== Text provided ==
Reeve in 1899
Reeve in 1899

Percy Reeve (born 21 December 1855; date of death not known) was an English composer and music critic. Reeve wrote several successful operettas, often as companion pieces to longer works, as well as music for other theatrical pieces and serious music during the last two decades of the 19th century. As a music critic, he wrote extensively for Punch, The Saturday Review and other publications.

== Provided information ==
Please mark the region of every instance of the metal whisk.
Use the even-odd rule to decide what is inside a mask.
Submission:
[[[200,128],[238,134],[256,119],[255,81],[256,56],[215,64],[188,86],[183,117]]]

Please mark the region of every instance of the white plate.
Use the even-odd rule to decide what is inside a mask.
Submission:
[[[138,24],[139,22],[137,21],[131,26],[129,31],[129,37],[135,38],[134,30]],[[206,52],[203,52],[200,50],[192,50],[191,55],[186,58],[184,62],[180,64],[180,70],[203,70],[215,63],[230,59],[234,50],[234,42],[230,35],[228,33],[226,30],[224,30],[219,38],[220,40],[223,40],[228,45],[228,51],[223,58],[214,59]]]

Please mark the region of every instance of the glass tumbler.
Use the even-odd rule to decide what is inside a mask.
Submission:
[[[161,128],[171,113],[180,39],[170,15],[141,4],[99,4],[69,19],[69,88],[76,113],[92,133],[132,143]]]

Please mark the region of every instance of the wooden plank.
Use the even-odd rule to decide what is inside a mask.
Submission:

...

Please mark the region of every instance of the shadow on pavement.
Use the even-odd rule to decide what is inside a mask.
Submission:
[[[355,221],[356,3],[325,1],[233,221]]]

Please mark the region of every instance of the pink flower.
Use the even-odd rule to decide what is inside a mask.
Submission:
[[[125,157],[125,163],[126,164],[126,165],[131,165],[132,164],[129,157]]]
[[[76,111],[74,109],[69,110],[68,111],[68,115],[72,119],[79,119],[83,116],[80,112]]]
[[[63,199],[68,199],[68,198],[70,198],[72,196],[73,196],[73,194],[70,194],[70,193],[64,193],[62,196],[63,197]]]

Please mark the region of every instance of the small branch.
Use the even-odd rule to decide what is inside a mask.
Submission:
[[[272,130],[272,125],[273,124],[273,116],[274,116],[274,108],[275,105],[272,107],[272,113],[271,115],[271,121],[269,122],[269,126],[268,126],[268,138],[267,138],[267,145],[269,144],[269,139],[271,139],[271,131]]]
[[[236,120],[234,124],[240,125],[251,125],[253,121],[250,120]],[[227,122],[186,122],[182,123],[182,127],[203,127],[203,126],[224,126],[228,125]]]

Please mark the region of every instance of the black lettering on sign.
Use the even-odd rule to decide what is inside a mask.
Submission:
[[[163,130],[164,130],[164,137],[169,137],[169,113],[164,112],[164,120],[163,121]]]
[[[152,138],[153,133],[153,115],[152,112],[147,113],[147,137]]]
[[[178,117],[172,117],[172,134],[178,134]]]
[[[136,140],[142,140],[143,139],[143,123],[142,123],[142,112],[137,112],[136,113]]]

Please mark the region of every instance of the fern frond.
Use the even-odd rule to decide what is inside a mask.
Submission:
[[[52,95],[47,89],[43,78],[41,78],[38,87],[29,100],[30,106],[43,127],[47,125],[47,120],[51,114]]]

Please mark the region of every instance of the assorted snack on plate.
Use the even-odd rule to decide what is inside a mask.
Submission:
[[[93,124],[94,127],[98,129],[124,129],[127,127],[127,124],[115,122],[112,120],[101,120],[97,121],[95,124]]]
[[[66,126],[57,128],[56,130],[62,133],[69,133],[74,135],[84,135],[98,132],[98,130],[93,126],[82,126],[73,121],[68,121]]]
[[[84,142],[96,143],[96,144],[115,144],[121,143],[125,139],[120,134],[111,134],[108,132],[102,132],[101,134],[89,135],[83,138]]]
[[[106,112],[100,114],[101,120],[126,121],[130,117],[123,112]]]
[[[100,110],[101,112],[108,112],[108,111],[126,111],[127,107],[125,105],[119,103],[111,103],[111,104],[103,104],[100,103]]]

== Set of tasks ==
#1 Why does the text about Percy Reeve describe him as both a composer and a music critic? Answer in one to three sentences.
#2 Please quote the Percy Reeve text, beginning at the words "Percy Reeve (born" and stopping after "and other publications.".
The material above comes from a separate source.

== Solutions in order ==
#1 He composed several successful operettas, music for other theatrical pieces, and serious music during the last two decades of the 19th century. He also wrote extensively as a music critic for Punch, The Saturday Review, and other publications.

#2
Percy Reeve (born 21 December 1855; date of death not known) was an English composer and music critic. Reeve wrote several successful operettas, often as companion pieces to longer works, as well as music for other theatrical pieces and serious music during the last two decades of the 19th century. As a music critic, he wrote extensively for Punch, The Saturday Review and other publications.